## SUPPLIED INFORMATION
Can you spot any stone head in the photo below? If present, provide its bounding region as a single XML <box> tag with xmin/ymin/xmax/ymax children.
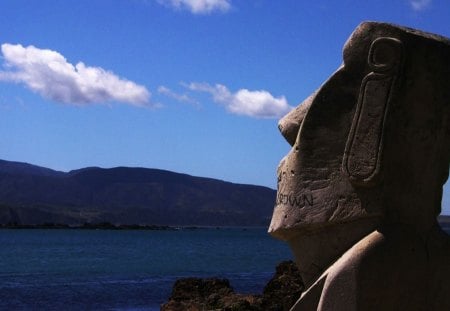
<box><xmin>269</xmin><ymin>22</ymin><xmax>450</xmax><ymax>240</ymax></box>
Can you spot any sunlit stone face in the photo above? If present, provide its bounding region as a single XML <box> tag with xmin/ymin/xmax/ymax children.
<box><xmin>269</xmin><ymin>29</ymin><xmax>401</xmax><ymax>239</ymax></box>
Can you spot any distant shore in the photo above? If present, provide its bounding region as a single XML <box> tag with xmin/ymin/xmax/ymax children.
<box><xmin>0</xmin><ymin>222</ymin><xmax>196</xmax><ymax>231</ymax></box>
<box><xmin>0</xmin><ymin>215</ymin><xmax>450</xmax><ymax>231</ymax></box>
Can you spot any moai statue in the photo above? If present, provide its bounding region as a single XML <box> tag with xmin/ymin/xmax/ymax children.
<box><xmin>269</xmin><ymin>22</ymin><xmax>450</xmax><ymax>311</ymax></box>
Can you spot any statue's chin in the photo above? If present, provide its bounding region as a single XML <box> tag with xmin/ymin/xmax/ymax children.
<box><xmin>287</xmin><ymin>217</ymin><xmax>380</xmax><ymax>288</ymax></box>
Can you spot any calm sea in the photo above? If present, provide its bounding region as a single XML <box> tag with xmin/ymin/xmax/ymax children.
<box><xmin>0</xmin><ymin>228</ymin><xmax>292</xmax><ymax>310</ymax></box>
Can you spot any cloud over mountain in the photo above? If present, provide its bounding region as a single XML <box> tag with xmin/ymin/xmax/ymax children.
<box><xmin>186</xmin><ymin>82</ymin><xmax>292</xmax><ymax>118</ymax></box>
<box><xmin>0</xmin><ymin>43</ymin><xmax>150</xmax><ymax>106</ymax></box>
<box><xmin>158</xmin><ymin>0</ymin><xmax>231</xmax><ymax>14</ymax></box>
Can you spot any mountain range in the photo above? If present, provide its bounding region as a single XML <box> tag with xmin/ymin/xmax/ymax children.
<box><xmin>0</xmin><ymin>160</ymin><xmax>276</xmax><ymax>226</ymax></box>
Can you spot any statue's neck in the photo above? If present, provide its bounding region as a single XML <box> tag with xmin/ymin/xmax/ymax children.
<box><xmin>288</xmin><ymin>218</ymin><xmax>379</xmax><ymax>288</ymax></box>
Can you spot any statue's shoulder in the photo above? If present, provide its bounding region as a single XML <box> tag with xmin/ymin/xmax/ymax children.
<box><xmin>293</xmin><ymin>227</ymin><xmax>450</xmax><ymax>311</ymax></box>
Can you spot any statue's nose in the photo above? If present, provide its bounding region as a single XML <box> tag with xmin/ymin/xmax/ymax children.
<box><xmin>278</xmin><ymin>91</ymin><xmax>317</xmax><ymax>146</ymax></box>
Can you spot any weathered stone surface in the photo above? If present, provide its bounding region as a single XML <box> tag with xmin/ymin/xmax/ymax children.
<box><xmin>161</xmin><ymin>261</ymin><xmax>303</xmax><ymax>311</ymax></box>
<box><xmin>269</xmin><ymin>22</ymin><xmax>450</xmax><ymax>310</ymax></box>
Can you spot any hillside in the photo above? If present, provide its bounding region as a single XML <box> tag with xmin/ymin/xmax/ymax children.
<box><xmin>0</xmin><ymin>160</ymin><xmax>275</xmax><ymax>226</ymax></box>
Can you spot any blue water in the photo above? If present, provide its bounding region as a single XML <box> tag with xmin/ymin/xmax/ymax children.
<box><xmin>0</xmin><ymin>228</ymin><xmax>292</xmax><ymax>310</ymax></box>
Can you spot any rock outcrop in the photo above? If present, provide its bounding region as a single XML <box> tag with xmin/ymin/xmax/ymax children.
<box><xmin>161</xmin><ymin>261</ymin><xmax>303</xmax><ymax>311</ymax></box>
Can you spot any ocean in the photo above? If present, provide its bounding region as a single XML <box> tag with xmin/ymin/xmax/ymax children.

## PROBLEM TO WORK ON
Copy the whole of the material above exactly, but not its images.

## EXPECTED ANSWER
Can you spot any stone head in the photo below? If present, provide its bounding region as a single XML <box> tag with xmin/ymin/xmax/ymax children.
<box><xmin>269</xmin><ymin>22</ymin><xmax>450</xmax><ymax>240</ymax></box>
Can you spot any sunlit stone face in the photo above? If present, provide its bounding region as a single XML <box> tag with xmin/ymin/xmax/ymax children.
<box><xmin>269</xmin><ymin>29</ymin><xmax>401</xmax><ymax>239</ymax></box>
Can you spot any distant shore in the photo above? If present, provide its bounding region as a single XML <box> tag with xmin/ymin/xmax/ymax children.
<box><xmin>0</xmin><ymin>222</ymin><xmax>196</xmax><ymax>231</ymax></box>
<box><xmin>0</xmin><ymin>215</ymin><xmax>450</xmax><ymax>231</ymax></box>
Can you spot any moai statue in the photo above? If present, provide its bounding region as a single XML <box> tag with xmin/ymin/xmax/ymax children.
<box><xmin>269</xmin><ymin>22</ymin><xmax>450</xmax><ymax>311</ymax></box>
Can you spot any statue's chin in the photo above? If present, provide its bounding region as a single XML <box> tag with xmin/ymin/xmax/ymax children.
<box><xmin>287</xmin><ymin>217</ymin><xmax>380</xmax><ymax>288</ymax></box>
Can you spot any calm sea in the photo above? If present, provide its bounding region as a single XML <box> tag with xmin/ymin/xmax/ymax children.
<box><xmin>0</xmin><ymin>228</ymin><xmax>292</xmax><ymax>310</ymax></box>
Can you spot any cloud over mountain in the photo above? If present, provide its bounding region as a single XML <box> tag with xmin/ymin/xmax/ymax children.
<box><xmin>186</xmin><ymin>82</ymin><xmax>292</xmax><ymax>118</ymax></box>
<box><xmin>0</xmin><ymin>43</ymin><xmax>150</xmax><ymax>106</ymax></box>
<box><xmin>158</xmin><ymin>0</ymin><xmax>231</xmax><ymax>14</ymax></box>
Can you spot any mountain range in the photo above? If present, provide its bounding region as a single XML <box> tag with xmin/ymin/xmax/ymax children.
<box><xmin>0</xmin><ymin>160</ymin><xmax>276</xmax><ymax>226</ymax></box>
Can you spot any statue's neck in the photo above? If present, provide its bounding region as a single XML <box> tag with xmin/ymin/xmax/ymax children.
<box><xmin>288</xmin><ymin>218</ymin><xmax>379</xmax><ymax>288</ymax></box>
Can you spot any statue's shoulder in the photo above? If present, provide its bounding region as a single XML <box> tag with xmin/ymin/xmax/ymax children.
<box><xmin>293</xmin><ymin>227</ymin><xmax>450</xmax><ymax>311</ymax></box>
Can you spot any statue's nose in the photo above? If present, provide its bounding region as a single XML <box> tag with xmin/ymin/xmax/ymax children.
<box><xmin>278</xmin><ymin>91</ymin><xmax>317</xmax><ymax>146</ymax></box>
Can you spot any weathered stone surface in the photo above? If present, provide its bounding region as a single XML <box> tag with xmin/ymin/xmax/ymax children.
<box><xmin>161</xmin><ymin>261</ymin><xmax>303</xmax><ymax>311</ymax></box>
<box><xmin>269</xmin><ymin>22</ymin><xmax>450</xmax><ymax>310</ymax></box>
Can you spot any hillside in the photo above? If present, provide its bounding region as a single XML <box> tag with xmin/ymin/xmax/ymax children.
<box><xmin>0</xmin><ymin>160</ymin><xmax>275</xmax><ymax>226</ymax></box>
Can you spot any blue water in the photo above? If present, provide its bounding region as a single XML <box> tag with xmin/ymin/xmax/ymax children.
<box><xmin>0</xmin><ymin>228</ymin><xmax>292</xmax><ymax>310</ymax></box>
Can you spot any rock outcrop in the photo above? If present, provide its bounding region as a single XML <box> tag with xmin/ymin/xmax/ymax children.
<box><xmin>161</xmin><ymin>261</ymin><xmax>303</xmax><ymax>311</ymax></box>
Can you spot any ocean in the photo above? If present, provide its bounding region as a single XML <box> tag with xmin/ymin/xmax/ymax children.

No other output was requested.